Re: Let's be More Like NASA

05/19/2010 5:56 PM

If Transocean is responsible for this spill because of trying to cut corners on either the BOP itself or the skill level and maintenance routines of personnel, then this company should be out of the business.

Surely something like "criminal negligence" applies in these cases.

__________________
incus opella
Reply
Guru

Join Date: Sep 2006
Location: Western Pennsylvania, USA
Posts: 761
Good Answers: 9
#3

Re: Let's be More Like NASA

05/19/2010 10:10 PM

NASA, that track record is far worse than anything the Oil and Gas Industry has ever experienced.

Like comparing apples to lemons.

Reply Score 1 for Good Answer
Guru

Join Date: Nov 2009
Location: Izmir, Turkey
Posts: 2142
Good Answers: 31
#4
In reply to #3

Re: Let's be More Like NASA

05/20/2010 2:02 AM

You are joking İ hope!

★ ★ ★ ★

### Exercise directions:
Resume the forum thread comparing NASA with the oil industry, writing on from its final reply.

★ ★ ★ ★

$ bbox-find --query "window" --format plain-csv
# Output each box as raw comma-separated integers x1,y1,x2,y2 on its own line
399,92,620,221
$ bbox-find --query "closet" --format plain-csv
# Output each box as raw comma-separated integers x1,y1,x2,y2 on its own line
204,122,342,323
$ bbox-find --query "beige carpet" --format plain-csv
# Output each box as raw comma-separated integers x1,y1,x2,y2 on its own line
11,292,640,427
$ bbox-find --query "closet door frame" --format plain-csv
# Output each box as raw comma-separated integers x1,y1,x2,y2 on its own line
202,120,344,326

★ ★ ★ ★

### Exercise output:
Reply
Guru

Join Date: Sep 2006
Location: Western Pennsylvania, USA
Posts: 761
Good Answers: 9
#5
In reply to #4

Re: Let's be More Like NASA

05/20/2010 6:50 AM

No, I think NASA, of all the government agencies is the biggest waste of tax dollars of all. Always have, always will. Failed Fuel Tanks, Failed Insulation, Failed who knows what we are never told about. Total arrogance on the participants, listen to the retired "asstronauts" on the future of this bureaucratic nightmare, look at all the fraud pre ABSCAM even with companies rooted in NASA.

I most definitely am not kidding.

Reply
Anonymous Poster
#6
In reply to #5

Re: Let's be More Like NASA

05/20/2010 7:02 AM

Absolutely! I completely agree with that!

Titi-the-rabbit

Reply Score 1 for Good Answer
Guru

Join Date: Sep 2006
Location: Western Pennsylvania, USA
Posts: 761
Good Answers: 9
#8
In reply to #6

Re: Let's be More Like NASA

05/20/2010 7:17 AM

Thank You.

I knew that I would be in the extreme minority on this, but as one of the original subscribers to NASA Briefs, I have seen NASA grow into a self serving mess.

Sub Contractors especially hiring low skill and pay workers in depressed states and cities like New Orleans constantly messing up and raping the treasury.

People starving on Earth, lack of solid and sustainable housing, and lacking basic needs.

Thanks again.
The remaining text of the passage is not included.